• [The request]: Pick out every line in the records below that contains the word "chandelier", and copy each of those lines in full.

• [Input records]:
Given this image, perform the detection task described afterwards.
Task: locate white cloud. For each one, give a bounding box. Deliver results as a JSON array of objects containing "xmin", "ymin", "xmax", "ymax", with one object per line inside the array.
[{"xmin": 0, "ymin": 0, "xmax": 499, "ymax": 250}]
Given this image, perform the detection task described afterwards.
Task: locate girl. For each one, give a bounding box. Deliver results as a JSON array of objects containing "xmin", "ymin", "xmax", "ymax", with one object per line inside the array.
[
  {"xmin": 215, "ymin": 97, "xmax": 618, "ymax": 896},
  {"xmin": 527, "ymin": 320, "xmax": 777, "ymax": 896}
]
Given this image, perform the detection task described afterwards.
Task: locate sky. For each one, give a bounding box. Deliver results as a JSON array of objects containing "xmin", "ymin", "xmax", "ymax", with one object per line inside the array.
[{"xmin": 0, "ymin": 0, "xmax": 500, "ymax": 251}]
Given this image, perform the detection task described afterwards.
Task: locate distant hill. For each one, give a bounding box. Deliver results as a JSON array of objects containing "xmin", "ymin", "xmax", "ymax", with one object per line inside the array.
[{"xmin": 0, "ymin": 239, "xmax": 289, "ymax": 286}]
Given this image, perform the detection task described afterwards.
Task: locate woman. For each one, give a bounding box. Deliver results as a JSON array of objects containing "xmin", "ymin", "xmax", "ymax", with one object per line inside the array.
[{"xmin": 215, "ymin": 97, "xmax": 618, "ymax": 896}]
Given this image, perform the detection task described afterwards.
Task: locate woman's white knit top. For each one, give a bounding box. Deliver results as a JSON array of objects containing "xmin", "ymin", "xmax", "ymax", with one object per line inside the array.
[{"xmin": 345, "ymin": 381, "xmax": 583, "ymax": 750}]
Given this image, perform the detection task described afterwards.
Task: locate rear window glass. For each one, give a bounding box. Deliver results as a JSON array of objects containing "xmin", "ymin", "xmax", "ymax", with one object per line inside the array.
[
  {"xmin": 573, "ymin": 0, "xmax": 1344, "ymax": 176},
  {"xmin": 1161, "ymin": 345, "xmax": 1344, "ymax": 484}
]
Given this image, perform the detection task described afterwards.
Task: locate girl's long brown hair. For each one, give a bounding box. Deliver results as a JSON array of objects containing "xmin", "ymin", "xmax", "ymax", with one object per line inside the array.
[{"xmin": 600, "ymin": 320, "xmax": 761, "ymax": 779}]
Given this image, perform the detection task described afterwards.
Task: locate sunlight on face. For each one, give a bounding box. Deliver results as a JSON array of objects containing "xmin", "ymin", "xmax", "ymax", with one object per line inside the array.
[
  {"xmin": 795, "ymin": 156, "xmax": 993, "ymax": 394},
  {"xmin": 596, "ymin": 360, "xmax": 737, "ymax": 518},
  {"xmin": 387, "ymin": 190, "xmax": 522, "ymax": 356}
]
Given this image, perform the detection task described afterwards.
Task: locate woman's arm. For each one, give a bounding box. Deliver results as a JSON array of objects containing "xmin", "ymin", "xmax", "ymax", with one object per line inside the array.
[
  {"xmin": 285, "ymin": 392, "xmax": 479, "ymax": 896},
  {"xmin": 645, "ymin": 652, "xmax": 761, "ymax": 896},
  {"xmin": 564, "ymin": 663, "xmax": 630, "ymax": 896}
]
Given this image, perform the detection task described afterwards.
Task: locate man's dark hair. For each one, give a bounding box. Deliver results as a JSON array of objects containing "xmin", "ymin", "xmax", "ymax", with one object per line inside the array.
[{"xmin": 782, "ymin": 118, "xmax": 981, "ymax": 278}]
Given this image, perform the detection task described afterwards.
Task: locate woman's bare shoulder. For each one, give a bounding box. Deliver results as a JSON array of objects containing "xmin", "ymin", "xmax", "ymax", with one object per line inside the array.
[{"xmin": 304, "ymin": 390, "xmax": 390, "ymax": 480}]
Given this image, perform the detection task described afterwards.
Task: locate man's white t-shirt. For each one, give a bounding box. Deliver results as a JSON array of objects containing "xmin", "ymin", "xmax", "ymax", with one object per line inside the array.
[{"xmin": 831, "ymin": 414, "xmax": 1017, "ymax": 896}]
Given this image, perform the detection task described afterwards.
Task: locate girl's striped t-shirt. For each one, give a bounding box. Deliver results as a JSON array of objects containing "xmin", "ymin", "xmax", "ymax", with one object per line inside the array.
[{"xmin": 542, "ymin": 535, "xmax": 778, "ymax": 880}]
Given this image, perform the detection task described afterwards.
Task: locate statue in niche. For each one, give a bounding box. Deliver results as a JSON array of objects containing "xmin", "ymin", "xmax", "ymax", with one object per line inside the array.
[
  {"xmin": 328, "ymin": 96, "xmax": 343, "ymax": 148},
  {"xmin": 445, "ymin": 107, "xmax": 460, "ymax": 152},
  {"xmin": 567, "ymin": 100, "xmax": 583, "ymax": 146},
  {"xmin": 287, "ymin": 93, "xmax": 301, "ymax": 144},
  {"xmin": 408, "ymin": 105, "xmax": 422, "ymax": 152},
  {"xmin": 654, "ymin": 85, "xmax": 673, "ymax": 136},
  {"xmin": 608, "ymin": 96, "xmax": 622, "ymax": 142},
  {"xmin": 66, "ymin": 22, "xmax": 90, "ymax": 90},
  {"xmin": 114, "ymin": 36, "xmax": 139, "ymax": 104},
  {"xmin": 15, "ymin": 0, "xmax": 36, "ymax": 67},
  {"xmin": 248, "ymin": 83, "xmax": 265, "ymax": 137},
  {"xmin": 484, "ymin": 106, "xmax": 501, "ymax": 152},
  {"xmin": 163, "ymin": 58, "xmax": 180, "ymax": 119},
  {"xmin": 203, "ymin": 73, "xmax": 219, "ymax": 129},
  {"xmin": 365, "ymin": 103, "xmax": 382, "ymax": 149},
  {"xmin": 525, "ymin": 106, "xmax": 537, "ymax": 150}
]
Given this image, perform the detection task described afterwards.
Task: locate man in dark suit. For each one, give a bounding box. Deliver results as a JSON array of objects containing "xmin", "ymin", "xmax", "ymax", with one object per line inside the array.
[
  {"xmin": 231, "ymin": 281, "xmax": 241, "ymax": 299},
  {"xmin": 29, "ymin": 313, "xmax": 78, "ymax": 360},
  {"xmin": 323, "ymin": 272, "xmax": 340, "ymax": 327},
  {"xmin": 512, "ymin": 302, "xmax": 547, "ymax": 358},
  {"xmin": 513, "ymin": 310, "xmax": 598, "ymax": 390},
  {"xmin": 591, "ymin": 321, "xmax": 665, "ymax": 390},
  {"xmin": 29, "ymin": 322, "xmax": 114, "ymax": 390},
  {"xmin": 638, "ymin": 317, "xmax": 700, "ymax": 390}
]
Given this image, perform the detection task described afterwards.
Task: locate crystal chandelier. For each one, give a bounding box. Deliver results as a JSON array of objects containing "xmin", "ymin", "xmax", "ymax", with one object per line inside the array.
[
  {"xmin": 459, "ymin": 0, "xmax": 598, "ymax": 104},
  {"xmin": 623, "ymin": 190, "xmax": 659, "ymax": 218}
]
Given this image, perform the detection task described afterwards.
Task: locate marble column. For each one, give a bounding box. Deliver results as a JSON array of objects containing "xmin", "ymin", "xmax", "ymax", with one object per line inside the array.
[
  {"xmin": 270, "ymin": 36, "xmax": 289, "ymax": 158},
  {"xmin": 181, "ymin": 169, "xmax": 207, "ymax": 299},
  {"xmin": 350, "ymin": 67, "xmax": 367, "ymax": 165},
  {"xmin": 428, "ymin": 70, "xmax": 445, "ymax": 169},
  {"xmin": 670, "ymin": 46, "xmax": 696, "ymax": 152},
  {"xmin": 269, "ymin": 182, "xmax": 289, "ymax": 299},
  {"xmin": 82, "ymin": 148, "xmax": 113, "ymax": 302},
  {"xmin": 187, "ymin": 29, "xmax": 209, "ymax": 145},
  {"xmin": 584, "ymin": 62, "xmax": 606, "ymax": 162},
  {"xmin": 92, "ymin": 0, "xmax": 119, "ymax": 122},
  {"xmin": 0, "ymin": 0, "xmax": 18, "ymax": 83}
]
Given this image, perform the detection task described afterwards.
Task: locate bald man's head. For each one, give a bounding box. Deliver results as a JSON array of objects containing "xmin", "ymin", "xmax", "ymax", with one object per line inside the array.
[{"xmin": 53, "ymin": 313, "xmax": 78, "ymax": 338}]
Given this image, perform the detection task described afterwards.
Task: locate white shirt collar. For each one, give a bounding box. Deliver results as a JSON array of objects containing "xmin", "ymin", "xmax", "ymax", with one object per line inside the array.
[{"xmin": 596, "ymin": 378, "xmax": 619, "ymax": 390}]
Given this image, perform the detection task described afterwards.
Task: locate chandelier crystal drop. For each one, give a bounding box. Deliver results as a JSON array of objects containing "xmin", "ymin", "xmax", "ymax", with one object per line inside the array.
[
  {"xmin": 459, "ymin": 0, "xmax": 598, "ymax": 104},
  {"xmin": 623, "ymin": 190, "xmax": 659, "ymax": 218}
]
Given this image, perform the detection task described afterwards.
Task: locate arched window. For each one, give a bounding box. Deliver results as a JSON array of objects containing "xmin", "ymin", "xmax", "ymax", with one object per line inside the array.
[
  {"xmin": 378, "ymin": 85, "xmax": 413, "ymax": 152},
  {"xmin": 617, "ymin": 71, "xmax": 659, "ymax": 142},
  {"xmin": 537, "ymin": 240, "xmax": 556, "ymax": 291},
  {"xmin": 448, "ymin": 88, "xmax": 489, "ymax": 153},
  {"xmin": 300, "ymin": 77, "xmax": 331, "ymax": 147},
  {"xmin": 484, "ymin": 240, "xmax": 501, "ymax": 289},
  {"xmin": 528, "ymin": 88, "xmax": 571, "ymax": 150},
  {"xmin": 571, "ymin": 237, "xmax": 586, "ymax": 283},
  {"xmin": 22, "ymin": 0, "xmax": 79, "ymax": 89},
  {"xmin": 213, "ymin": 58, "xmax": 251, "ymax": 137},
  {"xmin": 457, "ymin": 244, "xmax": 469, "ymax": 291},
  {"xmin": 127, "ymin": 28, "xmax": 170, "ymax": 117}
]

• [Output of the task]:
Task: locate crystal chandelier. For each one, give a bounding box. Deliver results as a JSON array of objects containing "xmin", "ymin", "xmax", "ymax", with one object per line inside the array.
Task: locate chandelier crystal drop. For each one, give a bounding box. Deliver results as a JSON array of objects containing "xmin", "ymin", "xmax", "ymax", with one object per line inside the array.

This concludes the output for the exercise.